Segment Start: Excerpt
1.96 Million Filipinos Working Abroad — By the Numbers

Remittances make up roughly 10% of the Philippines' GDP. I wanted to understand the people behind that number.

Here's a number that stopped me: remittances from overseas Filipino workers account for about 10% of the country's GDP. That's not a rounding error. That's a structural pillar of the economy, built on the labor of nearly two million people living far from home.

I've seen plenty of news stories about OFWs — the heroic framing, the sacrifice narratives, the airport reunions. But I hadn't seen a clean, data-driven picture of where they go, what sectors they work in, and how the money flows back. So I built one.

Scope of the Analysis

This project maps the deployment and remittance patterns of 1.96 million overseas Filipino workers using PSA (Philippine Statistics Authority) labor force survey data. It covers deployment by destination country, occupation category, gender breakdown, and remittance volumes over time.

1.96M
Overseas Filipino workers tracked in the dataset

The visualizations include flow maps showing deployment corridors, time series of remittance growth, and breakdowns by worker demographics.

Why This Matters

OFW remittances don't just support individual families — they prop up consumer spending, real estate, and even the peso exchange rate. When deployment dips (like it did during COVID), the ripple effects hit the entire economy.

I also wanted to push back on the monolithic "OFW" label. The experience of a domestic worker in Hong Kong is nothing like that of an engineer in Qatar or a nurse in the UK. The data reveals these differences clearly, and I think that's important for anyone trying to understand Philippine labor migration.

Mapping Flows and Normalizing Currencies

Two technical challenges stood out in this project. First, building the deployment flow maps. I needed to connect origin regions in the Philippines with destination countries, weighted by worker volume. I used a Sankey-style visualization where the width of each flow represents the number of deployed workers.

Second, remittance data comes in both peso and dollar amounts, and exchange rates fluctuated a lot over the period covered. I normalized everything to constant USD to make year-over-year comparisons meaningful. Without this step, remittance "growth" in peso terms would be inflated by currency depreciation.

The gender breakdown required careful handling too. PSA reports occupational categories differently across survey years, so I had to create a mapping table to standardize job titles before I could do cross-year gender comparisons.
Segment End: Excerpt
From the article on overseas Filipino workers above, set down word for word the passage starting at "Two technical challenges" and ending at "of deployed workers.".
Segment Start: Given entries
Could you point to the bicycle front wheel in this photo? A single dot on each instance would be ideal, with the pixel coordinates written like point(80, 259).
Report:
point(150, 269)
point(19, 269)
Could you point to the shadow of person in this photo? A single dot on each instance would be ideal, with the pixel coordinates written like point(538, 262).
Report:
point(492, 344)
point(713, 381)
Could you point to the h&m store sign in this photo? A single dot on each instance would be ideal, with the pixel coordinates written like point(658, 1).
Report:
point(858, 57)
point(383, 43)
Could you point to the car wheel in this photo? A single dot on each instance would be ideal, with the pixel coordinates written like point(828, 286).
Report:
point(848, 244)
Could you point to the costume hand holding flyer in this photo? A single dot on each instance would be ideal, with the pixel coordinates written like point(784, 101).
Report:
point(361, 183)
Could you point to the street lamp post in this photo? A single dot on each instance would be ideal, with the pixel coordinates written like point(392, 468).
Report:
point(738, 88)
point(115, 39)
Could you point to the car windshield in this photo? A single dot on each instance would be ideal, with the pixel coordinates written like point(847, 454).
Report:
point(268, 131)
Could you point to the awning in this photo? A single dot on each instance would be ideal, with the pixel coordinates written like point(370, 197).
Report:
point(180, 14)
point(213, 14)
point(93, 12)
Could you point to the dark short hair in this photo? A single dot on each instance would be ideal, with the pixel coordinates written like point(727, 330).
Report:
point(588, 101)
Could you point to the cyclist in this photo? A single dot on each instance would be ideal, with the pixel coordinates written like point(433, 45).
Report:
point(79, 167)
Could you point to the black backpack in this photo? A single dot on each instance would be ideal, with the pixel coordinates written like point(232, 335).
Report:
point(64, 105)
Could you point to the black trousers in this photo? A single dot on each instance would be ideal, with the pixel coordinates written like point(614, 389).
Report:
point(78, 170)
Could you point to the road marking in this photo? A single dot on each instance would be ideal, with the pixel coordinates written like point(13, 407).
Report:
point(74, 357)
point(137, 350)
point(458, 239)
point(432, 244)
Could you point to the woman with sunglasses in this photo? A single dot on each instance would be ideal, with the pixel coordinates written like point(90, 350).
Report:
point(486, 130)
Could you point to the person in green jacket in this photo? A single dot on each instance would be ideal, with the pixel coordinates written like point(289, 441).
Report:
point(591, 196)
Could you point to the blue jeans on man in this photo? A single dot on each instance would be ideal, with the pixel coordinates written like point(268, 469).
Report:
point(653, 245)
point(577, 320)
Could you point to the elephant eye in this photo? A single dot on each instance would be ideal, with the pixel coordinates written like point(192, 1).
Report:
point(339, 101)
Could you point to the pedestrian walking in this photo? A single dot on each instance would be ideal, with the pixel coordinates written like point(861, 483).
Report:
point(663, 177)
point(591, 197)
Segment End: Given entries
▸ Solution:
Two technical challenges stood out in this project. First, building the deployment flow maps. I needed to connect origin regions in the Philippines with destination countries, weighted by worker volume. I used a Sankey-style visualization where the width of each flow represents the number of deployed workers.